* [STATED PROBLEM] Rewrite the lines below as a Markdown table with two columns, "Row" for the row number and "Line" for the line itself, covering every line and skipping blank ones. Leave the pictures out of the table.

[Collection entries]
·····
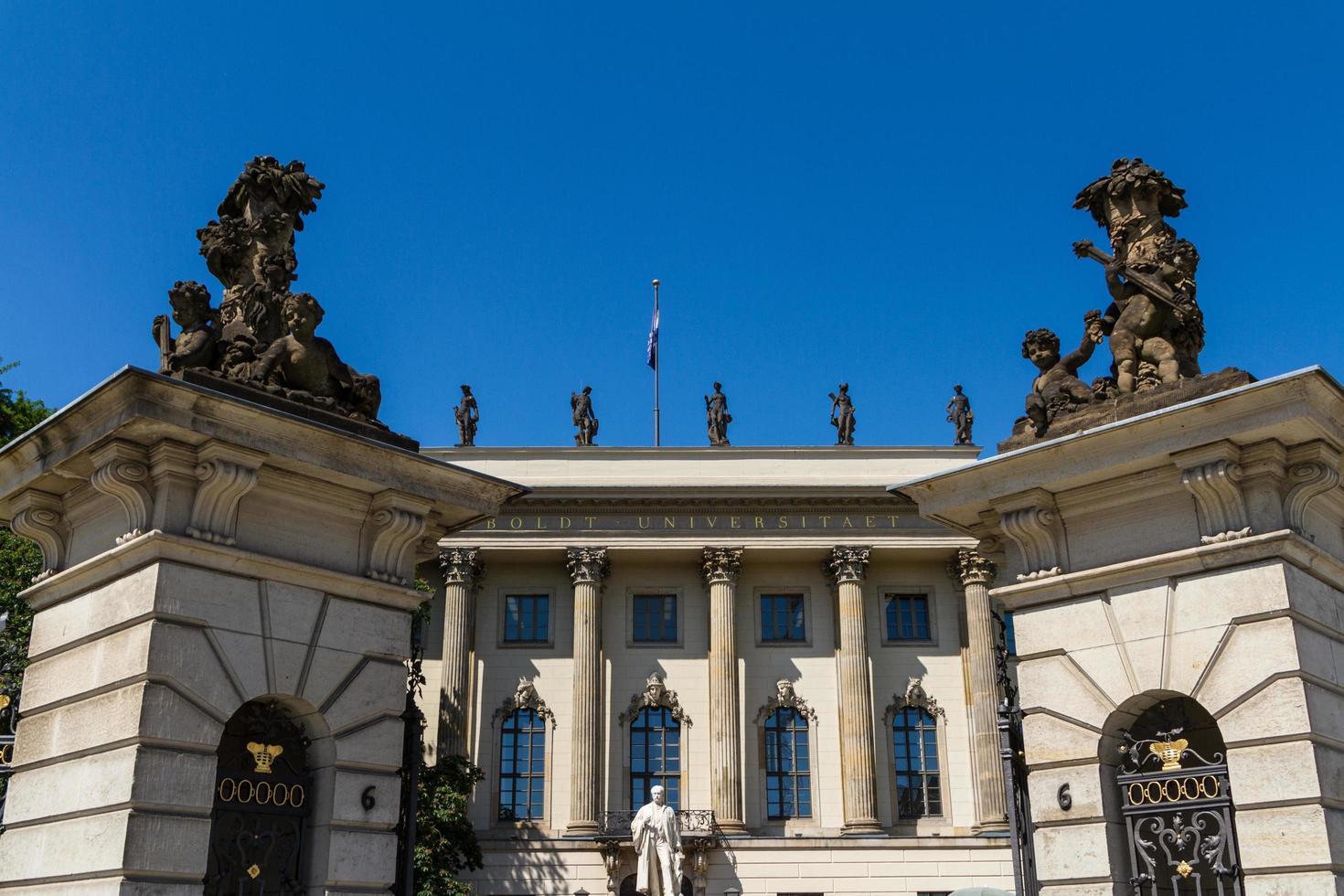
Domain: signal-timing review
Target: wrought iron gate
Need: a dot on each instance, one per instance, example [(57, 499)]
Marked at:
[(262, 793), (1179, 818), (1015, 772)]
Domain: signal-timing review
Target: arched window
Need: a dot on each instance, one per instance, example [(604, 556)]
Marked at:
[(788, 767), (523, 766), (914, 746), (655, 755)]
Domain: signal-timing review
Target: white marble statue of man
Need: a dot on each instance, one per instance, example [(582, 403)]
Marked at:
[(659, 845)]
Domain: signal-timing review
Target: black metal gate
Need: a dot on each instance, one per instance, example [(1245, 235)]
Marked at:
[(1012, 755), (1179, 818), (262, 793)]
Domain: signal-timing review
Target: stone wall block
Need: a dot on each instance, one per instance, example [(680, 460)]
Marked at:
[(88, 667), (1070, 693), (1270, 773), (94, 610), (1077, 850), (1250, 653), (1285, 836), (222, 601), (365, 627), (1275, 710)]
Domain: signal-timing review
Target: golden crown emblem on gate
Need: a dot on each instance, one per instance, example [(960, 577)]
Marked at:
[(1169, 752), (263, 755)]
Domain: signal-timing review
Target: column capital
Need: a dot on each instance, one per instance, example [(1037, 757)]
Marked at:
[(971, 567), (847, 563), (720, 564), (461, 566), (588, 564)]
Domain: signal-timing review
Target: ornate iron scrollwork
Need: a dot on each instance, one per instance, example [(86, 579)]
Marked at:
[(262, 792), (1179, 818)]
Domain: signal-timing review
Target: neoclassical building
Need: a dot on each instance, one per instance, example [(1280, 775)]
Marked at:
[(768, 633)]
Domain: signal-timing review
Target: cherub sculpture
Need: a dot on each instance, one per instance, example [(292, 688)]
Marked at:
[(1155, 325), (306, 367), (1058, 387), (194, 347)]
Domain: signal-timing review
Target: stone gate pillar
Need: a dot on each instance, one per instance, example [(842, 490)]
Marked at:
[(205, 554)]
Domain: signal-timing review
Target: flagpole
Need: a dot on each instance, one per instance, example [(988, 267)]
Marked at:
[(657, 363)]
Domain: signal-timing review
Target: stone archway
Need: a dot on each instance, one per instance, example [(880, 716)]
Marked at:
[(263, 795), (1166, 790)]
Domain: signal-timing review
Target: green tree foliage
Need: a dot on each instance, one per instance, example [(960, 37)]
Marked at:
[(445, 842), (17, 411)]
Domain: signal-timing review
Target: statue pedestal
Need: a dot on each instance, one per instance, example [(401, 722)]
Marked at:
[(211, 559), (1189, 561)]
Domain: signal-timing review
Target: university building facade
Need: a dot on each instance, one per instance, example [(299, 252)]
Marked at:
[(766, 633)]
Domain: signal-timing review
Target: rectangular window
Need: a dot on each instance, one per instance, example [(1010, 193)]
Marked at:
[(655, 618), (907, 617), (527, 618), (781, 618)]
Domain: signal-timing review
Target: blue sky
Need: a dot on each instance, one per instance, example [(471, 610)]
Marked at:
[(866, 192)]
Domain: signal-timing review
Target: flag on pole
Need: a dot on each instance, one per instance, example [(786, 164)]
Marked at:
[(654, 338)]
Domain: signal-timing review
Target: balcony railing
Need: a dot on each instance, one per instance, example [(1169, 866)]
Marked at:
[(692, 822)]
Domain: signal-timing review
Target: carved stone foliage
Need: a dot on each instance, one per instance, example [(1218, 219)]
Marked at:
[(1214, 477), (525, 698), (720, 564), (655, 695), (914, 696), (588, 566), (847, 563), (785, 696), (122, 470), (1032, 524), (391, 532), (226, 473), (261, 336), (39, 516), (1312, 470), (971, 567), (461, 566)]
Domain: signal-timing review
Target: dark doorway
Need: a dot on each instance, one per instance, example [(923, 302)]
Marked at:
[(262, 793)]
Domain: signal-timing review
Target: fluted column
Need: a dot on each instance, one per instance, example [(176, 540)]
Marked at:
[(858, 766), (720, 569), (975, 572), (463, 571), (589, 569)]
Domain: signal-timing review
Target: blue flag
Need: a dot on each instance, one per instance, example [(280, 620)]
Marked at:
[(654, 340)]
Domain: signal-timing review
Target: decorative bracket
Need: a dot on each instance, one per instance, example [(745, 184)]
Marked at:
[(525, 698), (847, 563), (785, 698), (391, 531), (655, 695), (1032, 523), (720, 566), (122, 470), (1211, 473), (40, 517), (226, 473), (914, 696), (1312, 470)]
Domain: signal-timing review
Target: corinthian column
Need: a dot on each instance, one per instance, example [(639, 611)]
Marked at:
[(974, 571), (848, 567), (589, 569), (720, 570), (463, 571)]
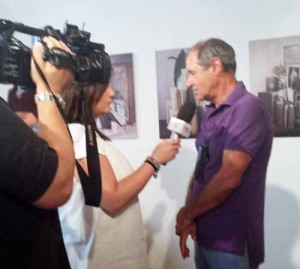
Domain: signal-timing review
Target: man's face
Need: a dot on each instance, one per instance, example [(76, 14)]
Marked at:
[(200, 79)]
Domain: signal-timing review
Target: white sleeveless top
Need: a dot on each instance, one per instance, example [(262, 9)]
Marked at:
[(94, 238)]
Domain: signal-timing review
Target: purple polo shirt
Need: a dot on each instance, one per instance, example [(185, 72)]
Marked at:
[(241, 123)]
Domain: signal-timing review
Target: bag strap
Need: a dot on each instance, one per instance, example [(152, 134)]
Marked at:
[(92, 183)]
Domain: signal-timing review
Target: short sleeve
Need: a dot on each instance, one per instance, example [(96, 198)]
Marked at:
[(249, 126), (78, 135), (27, 165)]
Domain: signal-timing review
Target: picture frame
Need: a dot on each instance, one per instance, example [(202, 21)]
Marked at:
[(291, 54), (292, 73)]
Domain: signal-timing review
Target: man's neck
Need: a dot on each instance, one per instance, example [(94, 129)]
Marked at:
[(225, 88)]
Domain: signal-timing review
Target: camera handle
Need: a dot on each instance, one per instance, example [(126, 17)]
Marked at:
[(61, 58)]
·····
* [EXPECTED ANSWER]
| Row | Line |
|---|---|
| 1 | Domain: signal-timing review |
| 2 | Target: wrought iron gate |
| 3 | Need: a dot on each instance, one per instance, example [(57, 499)] |
| 4 | Marked at: |
| 5 | [(262, 793), (1179, 818), (1015, 772)] |
| 6 | Domain: signal-timing review |
| 7 | Target: arched window |
| 8 | Need: a dot on each instance, one per instance, example [(604, 556)] |
| 9 | Marked at: |
| 10 | [(788, 767), (523, 766), (914, 746), (655, 755)] |
| 11 | Domain: signal-timing review |
| 12 | Target: white marble statue of man |
| 13 | Need: a dot on each instance, one per instance, example [(582, 403)] |
| 14 | Marked at: |
| 15 | [(659, 845)] |
| 16 | Domain: signal-timing review |
| 17 | Target: black metal gate |
| 18 | Need: a dot on each instance, one per instance, example [(1245, 235)] |
| 19 | Marked at: |
| 20 | [(1012, 755), (1179, 818), (262, 793)] |
| 21 | Domain: signal-timing review |
| 22 | Target: stone wall block |
| 23 | Need: a dot on each instance, one per instance, example [(680, 460)] |
| 24 | Marked at: |
| 25 | [(88, 667), (1070, 693), (1270, 773), (94, 610), (1077, 850), (1250, 653), (1285, 836), (222, 601), (365, 627), (1275, 710)] |
| 26 | Domain: signal-timing review |
| 27 | Target: golden crown emblem on gate |
| 28 | Need: a dot on each instance, one per instance, example [(960, 577)] |
| 29 | Marked at: |
| 30 | [(1169, 752), (263, 755)] |
| 31 | Domain: signal-timing review |
| 32 | Target: column capital |
| 33 | Need: a dot on each instance, one per instance, example [(1037, 757)] |
| 34 | Marked at: |
| 35 | [(971, 567), (847, 563), (720, 564), (461, 566), (588, 564)] |
| 36 | Domain: signal-timing review |
| 37 | Target: ornate iron scrollwork |
| 38 | Need: a dot on each instance, one per instance, example [(86, 579)] |
| 39 | Marked at: |
| 40 | [(262, 792), (1179, 818)] |
| 41 | Domain: signal-timing review |
| 42 | Target: neoclassical building |
| 43 | Need: a dot on each instance, one per instance, example [(1280, 775)] |
| 44 | Marked at: |
| 45 | [(768, 633)] |
| 46 | Domain: signal-timing review |
| 47 | Target: cherub sculpture |
| 48 | Need: a dot on each instance, one per instance, example [(292, 688)] |
| 49 | Marked at: |
| 50 | [(1155, 325), (306, 367), (1058, 387), (194, 347)] |
| 51 | Domain: signal-timing review |
| 52 | Target: stone gate pillar |
| 53 | Need: a dot on each instance, one per instance, example [(842, 490)] |
| 54 | Marked at: |
| 55 | [(205, 554)] |
| 56 | Domain: signal-timing review |
| 57 | Target: flagpole |
| 58 | Need: a dot on each instance, one per instance, example [(988, 267)] |
| 59 | Marked at: |
| 60 | [(657, 363)] |
| 61 | Domain: signal-timing review |
| 62 | Target: stone archway |
| 63 | Need: a dot on each instance, one per instance, example [(880, 716)] |
| 64 | Marked at: |
| 65 | [(263, 795), (1166, 790)] |
| 66 | Domain: signal-timing review |
| 67 | Target: green tree foliage |
| 68 | Need: a dot on each instance, one per instance, example [(960, 37)] |
| 69 | Marked at: |
| 70 | [(445, 842), (17, 411)] |
| 71 | Domain: signal-timing review |
| 72 | Target: statue pedestal |
| 73 | Need: a dot on each instance, one per instance, example [(401, 722)] |
| 74 | Marked at: |
| 75 | [(211, 559), (1189, 561)] |
| 76 | Domain: signal-timing review |
| 77 | Target: university building facade |
| 78 | Need: a dot on each instance, one per instance, example [(299, 252)] |
| 79 | Marked at: |
| 80 | [(766, 633)] |
| 81 | Domain: signal-timing review |
| 82 | Target: rectangular window |
| 83 | Need: a dot on each instance, one per instance, example [(1010, 193)] |
| 84 | Marked at: |
| 85 | [(655, 618), (907, 617), (527, 618), (781, 618)] |
| 86 | Domain: signal-timing review |
| 87 | Target: blue sky |
| 88 | Need: a dot on each instance, one per instance, example [(471, 610)] |
| 89 | Marked at: |
| 90 | [(866, 192)] |
| 91 | Domain: signal-timing review |
| 92 | Target: flag on pole |
| 93 | Need: a dot on each instance, one per instance, example [(786, 164)] |
| 94 | Marked at: |
| 95 | [(654, 338)] |
| 96 | Domain: signal-timing review |
| 97 | Target: balcony railing |
| 98 | Need: a dot on each instance, one per instance, example [(1169, 866)] |
| 99 | Marked at: |
| 100 | [(692, 822)] |
| 101 | Domain: signal-timing review |
| 102 | Target: carved stone foliage |
| 103 | Need: a dot on each instance, one per instance, example [(1218, 219)] |
| 104 | Marked at: |
| 105 | [(1214, 477), (525, 698), (720, 564), (655, 695), (914, 696), (588, 566), (847, 563), (785, 696), (122, 470), (1032, 524), (391, 532), (226, 473), (261, 336), (39, 516), (1312, 470), (971, 567), (461, 566)] |
| 106 | Domain: signal-timing review |
| 107 | Target: dark doorway |
| 108 | Need: a dot on each instance, one per instance, example [(923, 302)] |
| 109 | Marked at: |
| 110 | [(262, 793)] |
| 111 | Domain: signal-timing review |
| 112 | Target: fluted column |
| 113 | Need: a dot on each instance, one per instance, example [(176, 540)] |
| 114 | Marked at: |
| 115 | [(858, 766), (720, 569), (975, 572), (463, 571), (589, 569)] |
| 116 | Domain: signal-timing review |
| 117 | Target: blue flag |
| 118 | Need: a dot on each instance, one per instance, example [(280, 620)] |
| 119 | Marked at: |
| 120 | [(654, 340)] |
| 121 | Domain: signal-timing review |
| 122 | Target: decorative bracket |
| 123 | Need: a dot on each instance, one per instance, example [(745, 184)] |
| 124 | Marked at: |
| 125 | [(525, 698), (847, 563), (785, 698), (391, 531), (655, 695), (1032, 523), (720, 566), (122, 470), (1211, 473), (40, 517), (226, 473), (914, 696), (1312, 470)] |
| 126 | Domain: signal-timing review |
| 127 | Target: corinthian column |
| 128 | Need: a dot on each instance, one per instance, example [(639, 611)] |
| 129 | Marked at: |
| 130 | [(974, 571), (848, 567), (589, 569), (720, 570), (463, 571)] |
| 131 | Domain: signal-timing review |
| 132 | Target: man's face |
| 133 | Need: a dot on each instance, one per instance, example [(76, 14)] |
| 134 | Marked at: |
| 135 | [(200, 79)] |
| 136 | Domain: signal-timing review |
| 137 | Target: white sleeveless top |
| 138 | Need: a dot on each instance, one per instance, example [(262, 9)] |
| 139 | Marked at: |
| 140 | [(94, 238)] |
| 141 | Domain: signal-timing review |
| 142 | Target: purple polo shirt |
| 143 | Need: a dot on each instance, one per instance, example [(185, 72)] |
| 144 | Marked at: |
| 145 | [(241, 123)] |
| 146 | Domain: signal-timing review |
| 147 | Target: bag strap |
| 148 | Need: a dot on each instance, one per instance, example [(152, 134)] |
| 149 | Marked at: |
| 150 | [(92, 183)] |
| 151 | Domain: signal-timing review |
| 152 | Target: short sleeve |
| 153 | Need: a dot on each instance, one per instance, example [(96, 198)] |
| 154 | Marked at: |
| 155 | [(249, 126), (78, 135), (27, 165)] |
| 156 | Domain: signal-timing review |
| 157 | Target: picture frame |
| 158 | Need: a dot on each instance, one per instance, example [(202, 21)] |
| 159 | Marked at: |
| 160 | [(291, 54), (292, 73)] |
| 161 | Domain: signal-timing review |
| 162 | Target: man's neck |
| 163 | Need: a dot on each instance, one per instance, example [(94, 129)] |
| 164 | Marked at: |
| 165 | [(225, 88)] |
| 166 | Domain: signal-timing review |
| 167 | Target: camera handle |
| 168 | Need: a dot on each instance, one per instance, example [(126, 17)] |
| 169 | Marked at: |
| 170 | [(61, 58)] |